◆ Page excerpt ◆
- - - - -

An appeal from the District Court, Cleveland County, Alan J. Couch, Judge.

Tony James Martinez, appellant, was convicted of the offense of Rape in the First Degree; was sentenced to five (5) years' imprisonment, and appeals. AFFIRMED.

Robert L. Doyel, Luttrell, Pendarvis & Rawlinson, Norman, for appellant.

Larry Derryberry, Atty. Gen., Ross N. Lillard, III, Asst. Atty. Gen., for appellee.

OPINION

BRETT, Judge:

[569 P.2d 498]

¶1 Appellant, Tony James Martinez, hereinafter referred to defendant, was charged in the District Court, Cleveland County, Case No. CRF-76-517, with the offense of Rape in the First Degree, in violation of 21 O.S. 1971 § 1114 [21-1114]. He was tried by a jury, convicted and sentenced to a term of five (5) years in the State penitentiary. From the above stated judgment and sentence the defendant has perfected a timely appeal to this Court.

- - - - -

◆ Dataset excerpts ◆
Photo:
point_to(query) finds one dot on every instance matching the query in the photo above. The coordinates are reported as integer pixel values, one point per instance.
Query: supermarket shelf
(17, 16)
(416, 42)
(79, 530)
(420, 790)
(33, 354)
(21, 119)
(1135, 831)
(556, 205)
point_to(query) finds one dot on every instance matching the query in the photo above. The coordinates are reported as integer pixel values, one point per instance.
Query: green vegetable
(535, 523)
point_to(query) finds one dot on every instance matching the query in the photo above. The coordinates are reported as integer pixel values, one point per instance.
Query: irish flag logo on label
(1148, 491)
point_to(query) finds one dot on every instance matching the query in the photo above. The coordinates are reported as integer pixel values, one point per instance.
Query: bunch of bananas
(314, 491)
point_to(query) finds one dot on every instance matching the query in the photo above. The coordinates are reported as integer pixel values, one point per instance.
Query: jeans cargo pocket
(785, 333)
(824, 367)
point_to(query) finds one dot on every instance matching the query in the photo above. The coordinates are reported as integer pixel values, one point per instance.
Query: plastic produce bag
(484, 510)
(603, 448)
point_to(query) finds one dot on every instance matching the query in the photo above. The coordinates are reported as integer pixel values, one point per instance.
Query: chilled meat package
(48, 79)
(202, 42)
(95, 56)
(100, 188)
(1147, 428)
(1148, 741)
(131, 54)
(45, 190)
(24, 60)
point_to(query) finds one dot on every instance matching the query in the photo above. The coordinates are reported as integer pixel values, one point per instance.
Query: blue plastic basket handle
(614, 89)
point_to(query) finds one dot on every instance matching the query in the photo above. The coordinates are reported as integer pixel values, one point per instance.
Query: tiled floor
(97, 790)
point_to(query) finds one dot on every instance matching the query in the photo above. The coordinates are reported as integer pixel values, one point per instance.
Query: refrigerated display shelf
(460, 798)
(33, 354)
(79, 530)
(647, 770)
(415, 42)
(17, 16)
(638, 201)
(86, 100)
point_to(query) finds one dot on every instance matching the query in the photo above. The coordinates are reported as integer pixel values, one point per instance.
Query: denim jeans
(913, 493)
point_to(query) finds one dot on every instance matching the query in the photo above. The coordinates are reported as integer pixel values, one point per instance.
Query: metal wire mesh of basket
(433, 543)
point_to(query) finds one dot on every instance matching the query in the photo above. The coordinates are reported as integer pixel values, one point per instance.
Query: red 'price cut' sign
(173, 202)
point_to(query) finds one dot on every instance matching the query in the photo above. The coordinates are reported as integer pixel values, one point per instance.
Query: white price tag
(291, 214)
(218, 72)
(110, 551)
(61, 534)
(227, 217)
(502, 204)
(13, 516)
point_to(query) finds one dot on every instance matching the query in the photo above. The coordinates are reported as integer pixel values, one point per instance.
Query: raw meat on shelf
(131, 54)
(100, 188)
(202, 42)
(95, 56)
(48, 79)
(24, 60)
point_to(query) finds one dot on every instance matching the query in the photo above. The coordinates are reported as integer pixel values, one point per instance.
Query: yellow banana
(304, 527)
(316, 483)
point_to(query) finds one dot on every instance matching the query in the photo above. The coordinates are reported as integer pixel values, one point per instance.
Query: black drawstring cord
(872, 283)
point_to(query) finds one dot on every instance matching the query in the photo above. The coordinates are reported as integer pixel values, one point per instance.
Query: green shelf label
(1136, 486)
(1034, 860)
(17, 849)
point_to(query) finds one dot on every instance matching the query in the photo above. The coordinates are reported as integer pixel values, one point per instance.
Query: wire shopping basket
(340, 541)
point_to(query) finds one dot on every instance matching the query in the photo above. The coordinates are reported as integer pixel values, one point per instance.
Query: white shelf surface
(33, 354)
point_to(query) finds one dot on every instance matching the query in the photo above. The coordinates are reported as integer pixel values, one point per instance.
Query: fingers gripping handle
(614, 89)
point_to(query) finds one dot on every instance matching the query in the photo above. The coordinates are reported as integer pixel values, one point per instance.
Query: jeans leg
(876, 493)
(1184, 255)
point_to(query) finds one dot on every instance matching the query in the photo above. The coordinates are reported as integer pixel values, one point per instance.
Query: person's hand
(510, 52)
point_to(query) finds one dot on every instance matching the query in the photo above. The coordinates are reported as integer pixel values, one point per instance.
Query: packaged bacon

- - - - -

◆ The tasks ◆
1. Do the following statements agree with the court opinion? Answer yes or no for each, quoting the deciding words.
(a) The appeal came from the District Court of Cleveland County.
(b) The defendant was tried by a judge without a jury.
(c) Larry Derryberry appeared for the appellant.
2. List every person named in the court opinion with both a first name and a surname.
3. Continue the court opinion from its last sentence.

◆ Written responses ◆
1.
(a) Yes: "An appeal from the District Court, Cleveland County, Alan J. Couch, Judge."
(b) No: "He was tried by a jury, convicted and sentenced to a term of five (5) years in the State penitentiary."
(c) No: "Larry Derryberry, Atty. Gen., Ross N. Lillard, III, Asst. Atty. Gen., for appellee."

2.
Alan J. Couch
Tony James Martinez
Robert L. Doyel
Larry Derryberry
Ross N. Lillard, III

3.
¶2 Briefly stated, the facts adduced at trial are as follows. On the afternoon of May 16, 1976, at approximately 2:00 p.m., Linda Sharon Corey, the prosecutrix, and her daughter Angela Corey went to Lake Thunderbird to sunbathe. While so occupied at the lakeside, two male individuals, one of whom was identified as the defendant at trial by both the prosecutrix and her daughter, approached and engaged Ms. Corey in conversation. However, shortly after arrival the defendant grabbed Ms. Corey's 6-year-old daughter Angela, and while holding a knife to her throat, threatened to do her bodily harm if Ms. Corey did not submit to their wishes. The defendant, preceded by his companion, then had sexual intercourse with the prosecutrix.

¶3 Approximately 15 minutes after the initial encounter, the assailants fled the scene after seeing a boat approaching. At this time Ms. Corey put on her clothes and, after ascertaining that her assailants were gone, left the lake area. Upon leaving, she encountered Officer Lippman of the Norman Police Department and she recounted to him the preceding events. Further, in [569 P.2d 499] answer to his questions she denied that there had been actual penetration. After giving a description of her assailants, Ms. Corey apparently went home.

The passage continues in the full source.